Text shown:
- - -
Chilean politician (born 1944)

Carlos Alfredo Vilches Guzmán (born 20 October 1944) is a Chilean politician who served as deputy.

== Early life and family ==
He was born on 20 October 1944 in Santiago. He is married to Raquel Guggiana Solari and is the father of three children.

He completed his secondary education at Liceo de Hombres N° 7 José Toribio Medina in Ñuñoa, Santiago. He later studied Metallurgical Engineering at the School of Engineering of the Technical University of the State in Copiapó, graduating in 1973.

=== Professional career ===
After graduating, he worked as head of the Manuel Antonio Matta plant of the National Mining Company of Chile (Enami) in Copiapó. He was also a researcher at the Metallurgy Department of INTEC in Santiago. He continued as an engineer in the Research and Development Department of the Compañía de Acero del Pacífico (CAP), later serving as plant manager and metallurgical quality control engineer at the same company.

Between 1978 and 1979, he worked for the Peruvian mining company Cobrex Limitada as head of the scrap copper smelting furnace construction project. He also served as administrator of the Domeyko plant of the Compañía Minera de Río Huasco until 1981.
- - -
(Items from a data source)
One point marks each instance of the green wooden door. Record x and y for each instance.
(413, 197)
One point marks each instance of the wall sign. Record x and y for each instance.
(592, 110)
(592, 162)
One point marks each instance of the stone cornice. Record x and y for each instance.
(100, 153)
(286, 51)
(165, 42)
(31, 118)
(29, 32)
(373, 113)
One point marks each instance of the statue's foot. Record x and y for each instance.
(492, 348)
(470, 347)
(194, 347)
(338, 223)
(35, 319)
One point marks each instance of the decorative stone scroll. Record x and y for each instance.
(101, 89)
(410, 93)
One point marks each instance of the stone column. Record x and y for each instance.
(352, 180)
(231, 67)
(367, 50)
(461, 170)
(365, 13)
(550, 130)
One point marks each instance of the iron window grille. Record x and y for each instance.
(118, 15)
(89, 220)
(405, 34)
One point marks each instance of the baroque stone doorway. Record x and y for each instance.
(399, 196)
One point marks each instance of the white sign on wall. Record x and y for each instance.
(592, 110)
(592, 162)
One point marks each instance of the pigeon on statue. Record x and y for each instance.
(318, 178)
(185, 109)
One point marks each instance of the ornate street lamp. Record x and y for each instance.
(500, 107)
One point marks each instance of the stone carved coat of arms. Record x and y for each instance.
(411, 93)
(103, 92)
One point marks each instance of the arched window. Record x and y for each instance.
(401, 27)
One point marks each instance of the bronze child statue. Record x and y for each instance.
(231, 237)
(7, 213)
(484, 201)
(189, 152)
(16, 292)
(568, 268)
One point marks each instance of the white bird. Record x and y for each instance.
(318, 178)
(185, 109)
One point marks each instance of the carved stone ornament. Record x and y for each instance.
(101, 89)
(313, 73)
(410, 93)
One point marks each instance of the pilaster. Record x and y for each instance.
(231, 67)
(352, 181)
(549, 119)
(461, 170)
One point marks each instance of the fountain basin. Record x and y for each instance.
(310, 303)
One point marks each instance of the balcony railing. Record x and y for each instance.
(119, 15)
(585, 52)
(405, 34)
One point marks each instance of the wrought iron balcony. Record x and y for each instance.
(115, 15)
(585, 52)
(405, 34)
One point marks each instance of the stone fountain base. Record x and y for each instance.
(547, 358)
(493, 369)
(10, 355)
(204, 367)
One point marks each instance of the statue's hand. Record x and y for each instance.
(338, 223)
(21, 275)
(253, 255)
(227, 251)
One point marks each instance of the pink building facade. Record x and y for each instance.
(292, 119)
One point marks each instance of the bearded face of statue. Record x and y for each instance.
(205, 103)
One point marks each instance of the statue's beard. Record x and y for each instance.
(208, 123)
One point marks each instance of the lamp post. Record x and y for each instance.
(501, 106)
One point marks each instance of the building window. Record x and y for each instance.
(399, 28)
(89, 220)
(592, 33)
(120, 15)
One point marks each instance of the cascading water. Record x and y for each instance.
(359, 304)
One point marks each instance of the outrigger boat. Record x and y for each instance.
- - -
Problem 1: Reproduce the part of the biographical text that opens with the words containing "Chilean politician (born" and closes with "of three children.", substituting "3" for "three".
Problem 2: Resume the biographical text after its final sentence and carry it further.
The data above is separate material and has no connection to the biographical text.

Task result 1:
Chilean politician (born 1944)

Carlos Alfredo Vilches Guzmán (born 20 October 1944) is a Chilean politician who served as deputy.

== Early life and family ==
He was born on 20 October 1944 in Santiago. He is married to Raquel Guggiana Solari and is the father of 3 children.

Task result 2:
In 1985, he was appointed manager of VTI Comunicaciones and Entel concessionaire for Copiapó. He was manager of new business at the Compañía Explotadora de Minas San Andrés and director of Compañía Minera Alianza. From 2014 onward, he joined the board of the company operating the San Andrés mine in Atacama and became a shareholder of Minera Alianza in the same region.

== Political career ==
He began his political activities in 1986 by participating in the formation of the National Labour Front (FNT), serving as its president in the Atacama Region. The following year, he took part in the formation of National Renewal (RN).

Between 1987 and 1988, he served as Regional Ministerial Secretary for the III Region. In 1988, he was appointed governor of the Province of Copiapó, serving until 1989.

Between 1990 and 2006, he was a deputy for District No. 5, Atacama Region, serving four consecutive terms until he decided not to seek re-election in 2005. In the parliamentary elections of 2009, he ran again and was elected for a new term representing the same district.